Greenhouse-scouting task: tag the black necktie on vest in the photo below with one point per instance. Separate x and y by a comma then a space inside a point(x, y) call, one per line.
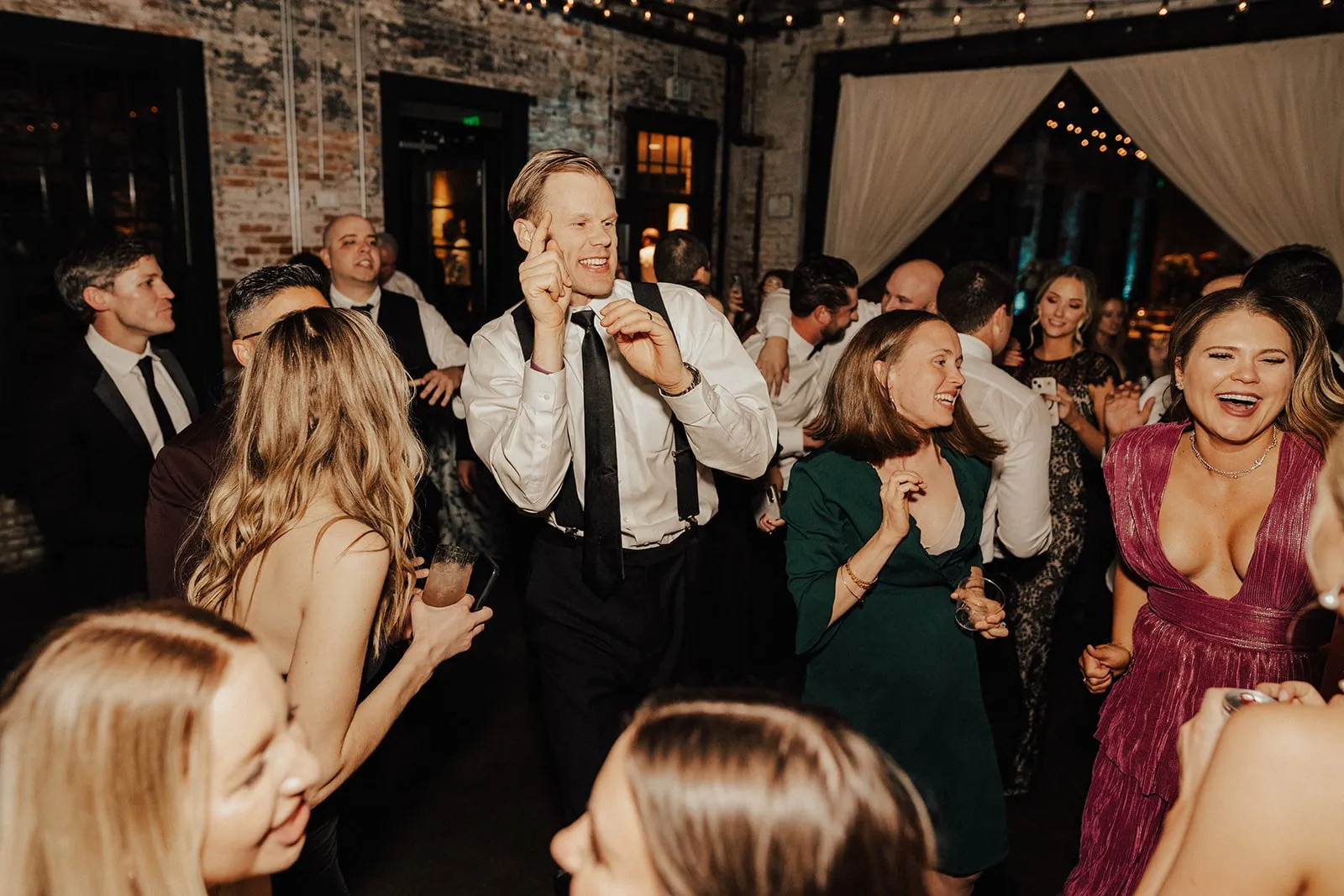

=======

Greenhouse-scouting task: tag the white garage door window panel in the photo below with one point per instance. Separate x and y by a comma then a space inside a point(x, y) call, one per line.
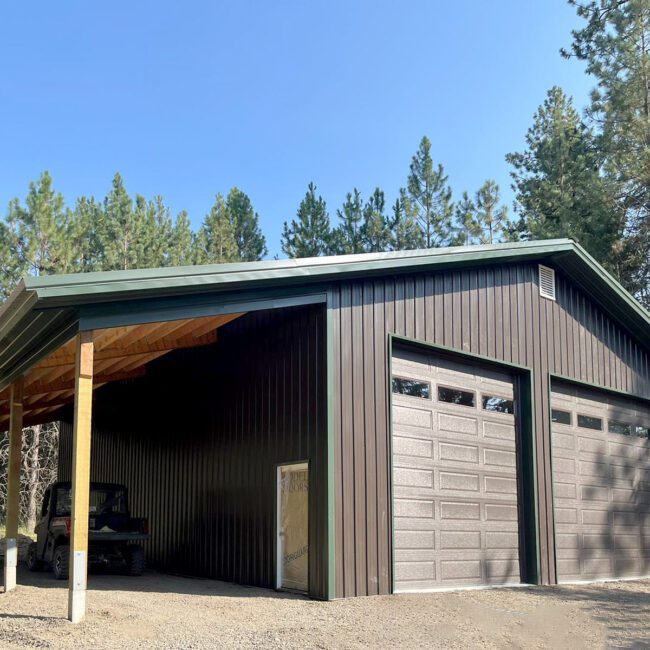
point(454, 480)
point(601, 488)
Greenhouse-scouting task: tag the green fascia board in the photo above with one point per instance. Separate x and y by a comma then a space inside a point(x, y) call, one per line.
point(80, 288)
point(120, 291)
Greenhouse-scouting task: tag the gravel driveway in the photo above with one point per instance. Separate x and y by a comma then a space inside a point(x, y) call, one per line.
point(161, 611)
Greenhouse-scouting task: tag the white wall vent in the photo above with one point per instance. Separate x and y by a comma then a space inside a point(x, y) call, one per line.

=======

*Exercise objective*:
Give as a numbered list the lines of the material starting with the line that contains "Greenhouse-scouting task: tag the gravel" and going on through the line that contains "Greenhouse-scouting task: tag the white wall", leaving out any blank lines.

*Answer to this exercise*:
1. Greenhouse-scouting task: tag the gravel driveway in the photo above with one point per instance. Separate x and y by a comma then a space inside a point(x, y) call, one per line.
2. point(161, 611)
3. Greenhouse-scouting task: tag the white wall vent in the photo above with one point per instance. Separate x and y by a comma then a space inside a point(x, y) call, one per line.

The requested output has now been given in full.